Skip to main content

Projection (Incremental Lists)

starfish-projection is the incremental-list extension. After every successful push, the server hands each registered plugin a WriteEvent; the projection plugin runs an app-supplied pure mapping for each watched source collection and folds the result into a single list document — appending a new entry, updating one in place, or removing it. Clients then pull that one document to read the whole list.

It lives in its own package — @drakkar.software/starfish-projection (TS) / starfish-projection (Python) — and hooks into the server through the ServerPlugin.afterWrite contract, exactly like starfish-queuing. Unlike queuing, it writes back to the object store, so it depends on starfish-server for the pull / push helpers and the ObjectStore type.

Why

It generalizes a common pattern: on write to collection X, maintain a denormalized list of entries in document Y; create appends, updates patch, deletes remove. A product catalog, a per-user index, or a public directory are all the same shape. Instead of each app building a bespoke indexer (subscribe to a queue, run a privileged client, manage the list), the app supplies only the mapping and the plugin owns all store IO — including the concurrency-safe read-modify-write.

The client side is the point: one collection holds the whole list, so the consumer issues a single GET /pull/<list> instead of listing a directory of keys and then pulling each one.

How it works

  1. Build the plugin with the same store the router uses and a list of projections: createProjectionServerPlugin({ store, projections }).
  2. Pass it to createSyncRouter via SyncRouterOptions.plugins.
  3. On every successful push (HTTP 200) to a collection named in a projection's source, the plugin resolves the target list, calls project(event), and folds the entry op into that list document.

▶ DATA BLOCK:
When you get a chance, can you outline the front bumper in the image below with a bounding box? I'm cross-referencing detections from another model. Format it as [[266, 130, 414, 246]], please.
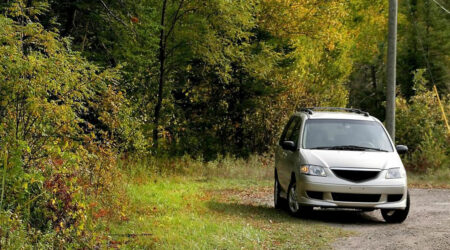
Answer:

▶ WORK TO DO: In the text on incremental lists, what single request does a client send to read the whole list?

▶ IN RESPONSE: A single GET /pull/<list>.